━━━ Text block

Wrong though it is in every particular, however, this passage is valuable as a clear theoretical outline of what Obama believes — and what his future programs will be. Anyone who had heard him only to that point could have predicted almost all the specific proposals that came afterwards. All in all, the Inaugural was like hearing a salesman sell a rocking chair as if it were an exercise bicycle. And as commentators have already pointed out, the president went on to defend every single existing social program and to promise the introduction of various new programs (such as global-warming remedies, a.k.a. higher energy costs).
If we ignore the rhetorical falsities and dig for the real meaning underneath them, the speech becomes almost fascinating. Obama is covertly saying: “Look, I raised federal spending to almost a quarter of America’s GDP in my first term. That leaves a gap of 3.5 to 5 percent of GDP between that spending and likely revenue. None of that gap is going to be filled by cuts in entitlement programs or social expenditures. None whatsoever. My veto will see to that. I will force Congress to raise spending — not solely by raising taxes on the rich (I’ve already conceded that the middle class will have to pay higher taxes, too), but by skewing taxes much more significantly than they are skewed today in a redistributive direction. And insofar as I can’t get higher taxes, I will increase borrowing. At the end of my eight years in office, the result will be a European welfare state (even if I agree not to call it that so as to save face for those Republicans who vote with me). And however costly the welfare state proves, it will be unrepealable once it is in place. Like Reagan (but unlike either Clinton), I will have reversed the trajectory of American politics.”

━━━━━━

Problem to work on:
Write the next part of the commentary on Obama's Inaugural address, picking up right after its last sentence.

━━━ Data supplied

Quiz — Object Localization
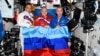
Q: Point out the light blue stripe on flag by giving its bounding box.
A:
[0,11,5,41]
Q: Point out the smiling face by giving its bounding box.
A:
[25,4,32,13]
[41,8,47,17]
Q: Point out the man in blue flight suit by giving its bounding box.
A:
[50,7,69,28]
[49,7,71,56]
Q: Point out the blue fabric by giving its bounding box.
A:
[50,16,69,28]
[23,26,70,50]
[0,11,5,41]
[24,15,33,23]
[34,9,56,16]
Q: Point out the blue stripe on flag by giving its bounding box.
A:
[23,27,70,50]
[0,11,5,41]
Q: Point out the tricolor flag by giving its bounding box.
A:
[0,11,5,41]
[22,26,70,56]
[53,0,61,5]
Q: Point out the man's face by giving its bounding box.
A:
[56,8,63,17]
[41,8,47,16]
[25,5,32,13]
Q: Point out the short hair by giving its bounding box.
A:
[56,6,63,11]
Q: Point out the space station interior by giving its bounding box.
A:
[0,0,100,56]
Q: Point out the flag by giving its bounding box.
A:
[22,26,70,56]
[0,11,5,41]
[30,0,38,4]
[53,0,61,5]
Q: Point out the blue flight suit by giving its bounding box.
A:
[50,16,69,28]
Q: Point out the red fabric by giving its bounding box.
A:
[24,48,71,56]
[34,16,52,26]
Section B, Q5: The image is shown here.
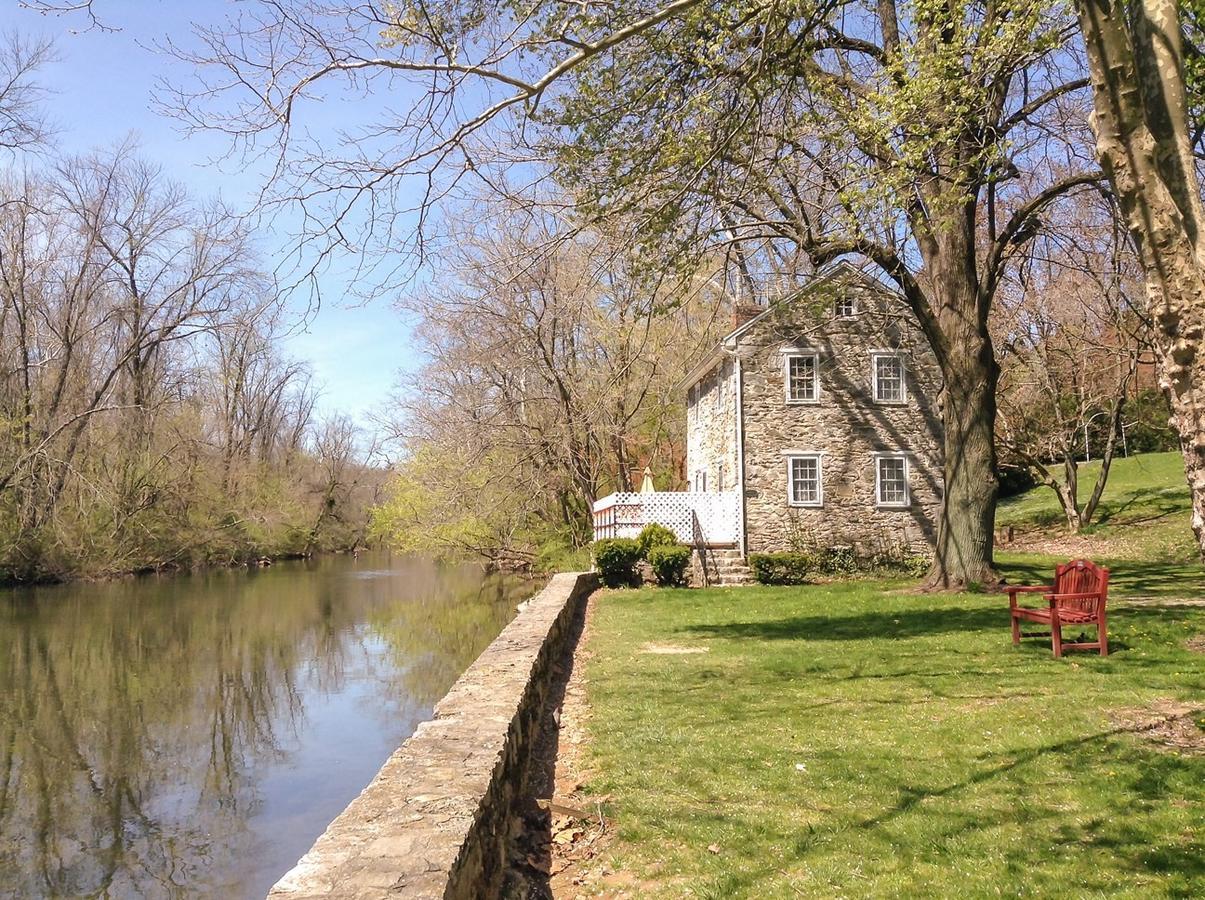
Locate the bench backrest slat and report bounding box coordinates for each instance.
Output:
[1054,559,1109,613]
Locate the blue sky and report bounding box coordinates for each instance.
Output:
[0,0,416,422]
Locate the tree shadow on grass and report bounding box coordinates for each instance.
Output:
[1095,488,1192,525]
[858,727,1205,888]
[677,595,1009,641]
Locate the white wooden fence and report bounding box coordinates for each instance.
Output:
[594,490,741,547]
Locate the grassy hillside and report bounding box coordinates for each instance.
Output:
[997,453,1205,598]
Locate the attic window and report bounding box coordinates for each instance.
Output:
[870,352,907,404]
[787,453,824,506]
[875,453,912,508]
[786,353,821,404]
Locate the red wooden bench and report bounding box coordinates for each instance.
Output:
[1004,559,1109,657]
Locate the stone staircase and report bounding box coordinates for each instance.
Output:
[690,549,753,587]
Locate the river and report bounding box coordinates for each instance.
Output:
[0,553,531,899]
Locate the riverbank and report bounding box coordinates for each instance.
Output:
[558,572,1205,898]
[0,547,368,589]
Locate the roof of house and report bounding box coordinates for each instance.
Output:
[677,259,899,390]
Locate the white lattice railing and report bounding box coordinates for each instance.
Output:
[594,490,740,547]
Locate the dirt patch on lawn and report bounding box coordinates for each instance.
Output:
[1112,700,1205,755]
[1001,530,1127,559]
[640,643,709,657]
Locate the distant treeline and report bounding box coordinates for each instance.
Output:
[0,147,380,580]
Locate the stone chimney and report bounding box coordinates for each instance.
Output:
[733,300,764,329]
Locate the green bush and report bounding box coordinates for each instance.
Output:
[648,545,690,588]
[636,522,677,563]
[750,552,816,584]
[594,537,641,588]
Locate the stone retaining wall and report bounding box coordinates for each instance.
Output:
[269,573,598,900]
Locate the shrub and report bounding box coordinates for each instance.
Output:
[750,552,816,584]
[594,537,640,588]
[648,543,690,588]
[816,546,858,575]
[636,522,677,563]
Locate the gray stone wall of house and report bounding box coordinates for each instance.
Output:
[686,358,737,490]
[732,272,942,553]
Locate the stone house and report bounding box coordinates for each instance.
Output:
[683,264,942,557]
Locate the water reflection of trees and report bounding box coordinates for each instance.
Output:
[0,560,527,896]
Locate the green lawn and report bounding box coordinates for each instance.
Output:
[997,453,1195,561]
[586,582,1205,898]
[997,453,1205,598]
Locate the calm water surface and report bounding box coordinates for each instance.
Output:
[0,554,531,898]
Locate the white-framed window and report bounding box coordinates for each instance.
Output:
[787,453,824,506]
[870,351,907,404]
[783,353,821,404]
[875,453,912,508]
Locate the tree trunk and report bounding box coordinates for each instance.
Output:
[1077,0,1205,559]
[925,319,1000,589]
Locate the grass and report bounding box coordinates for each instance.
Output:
[586,582,1205,898]
[997,453,1195,561]
[997,453,1205,598]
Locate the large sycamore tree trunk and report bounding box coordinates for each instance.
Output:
[925,230,1000,589]
[1077,0,1205,558]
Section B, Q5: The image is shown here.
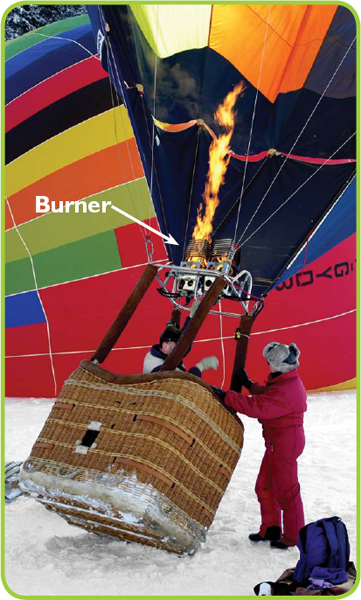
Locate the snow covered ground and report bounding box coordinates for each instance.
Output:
[5,391,357,597]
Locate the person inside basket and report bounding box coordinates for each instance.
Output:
[223,342,307,549]
[143,301,218,377]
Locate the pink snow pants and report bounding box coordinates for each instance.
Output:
[255,425,305,546]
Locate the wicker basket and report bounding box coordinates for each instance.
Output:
[20,361,243,554]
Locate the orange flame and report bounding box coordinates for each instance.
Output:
[192,81,245,242]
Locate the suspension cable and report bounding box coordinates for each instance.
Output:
[236,131,356,244]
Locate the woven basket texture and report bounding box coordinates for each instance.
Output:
[23,361,243,549]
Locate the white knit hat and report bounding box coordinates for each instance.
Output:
[263,342,301,373]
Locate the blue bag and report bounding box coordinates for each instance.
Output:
[293,517,350,583]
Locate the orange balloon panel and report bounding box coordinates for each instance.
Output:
[209,4,337,102]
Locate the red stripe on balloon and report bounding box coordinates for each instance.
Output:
[5,56,108,132]
[229,150,356,165]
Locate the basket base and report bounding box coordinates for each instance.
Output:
[20,459,205,554]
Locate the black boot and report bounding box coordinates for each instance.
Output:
[270,540,289,550]
[248,525,281,542]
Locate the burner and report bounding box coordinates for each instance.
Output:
[184,240,211,266]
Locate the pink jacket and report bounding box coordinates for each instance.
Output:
[225,369,307,429]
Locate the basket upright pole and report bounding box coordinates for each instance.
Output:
[160,277,226,371]
[91,264,158,364]
[230,315,255,392]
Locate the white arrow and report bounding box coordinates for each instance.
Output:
[110,204,179,246]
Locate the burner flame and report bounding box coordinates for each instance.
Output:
[192,81,245,242]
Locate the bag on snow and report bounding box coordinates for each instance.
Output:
[293,517,350,582]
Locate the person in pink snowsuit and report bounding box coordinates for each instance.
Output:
[224,342,307,549]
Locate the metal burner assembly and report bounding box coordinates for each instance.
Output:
[156,238,262,317]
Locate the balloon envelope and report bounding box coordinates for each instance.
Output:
[5,10,355,397]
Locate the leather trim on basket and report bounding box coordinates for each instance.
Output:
[218,466,232,481]
[33,442,54,450]
[202,506,214,522]
[136,415,193,444]
[114,456,173,487]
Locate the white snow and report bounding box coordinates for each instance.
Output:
[5,390,357,597]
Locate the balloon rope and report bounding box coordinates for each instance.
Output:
[237,36,356,244]
[287,175,356,269]
[236,131,356,244]
[5,196,58,396]
[98,7,145,240]
[228,5,271,257]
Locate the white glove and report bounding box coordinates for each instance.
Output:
[190,300,201,318]
[196,356,219,373]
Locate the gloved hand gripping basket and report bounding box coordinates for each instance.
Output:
[20,264,250,554]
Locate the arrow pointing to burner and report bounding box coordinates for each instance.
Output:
[110,204,179,246]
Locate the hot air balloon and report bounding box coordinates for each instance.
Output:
[6,5,355,553]
[5,5,356,397]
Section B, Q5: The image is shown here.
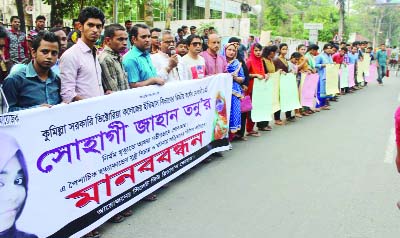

━━━━━━

Reply:
This is a bold strategy that has (I would guess) about a 20 percent chance of success. The essential (and crippling) difference between Obama’s trajectory and Reagan’s is that the latter’s strategy succeeded economically. Indeed, it would not have succeeded politically if it had failed economically. But there is very little chance that Obama’s economic policy will work at all, let alone so well that the increased revenue it generates will be sufficient to bridge the fiscal gap outlined above. In those circumstances, Obama will face two sets of spiraling costs: the rising costs of the entitlement programs and the higher interest costs of his increased borrowing. And that combination is a rising tide that swamps all boats.
How will the president cope with such discouraging trends? Well, he might say sternly that he, for one, will never join those nattering nabobs of negativism who count America out. Or he could perhaps venture that where others see gathering storms, he sees beyond them to the sun breaking through the clouds onto the mountain tops. Or, if things look really bleak, maybe he will resort to the Dictionary of Quotations.
A Talleyrand gem should do it. When a French revolutionary asked him how to win converts to his new-and-improved religion, the wise diplomat replied: “Nothing simpler. Get yourself crucified and rise again on the third day.”
— John O’Sullivan is editor-at-large of National Review.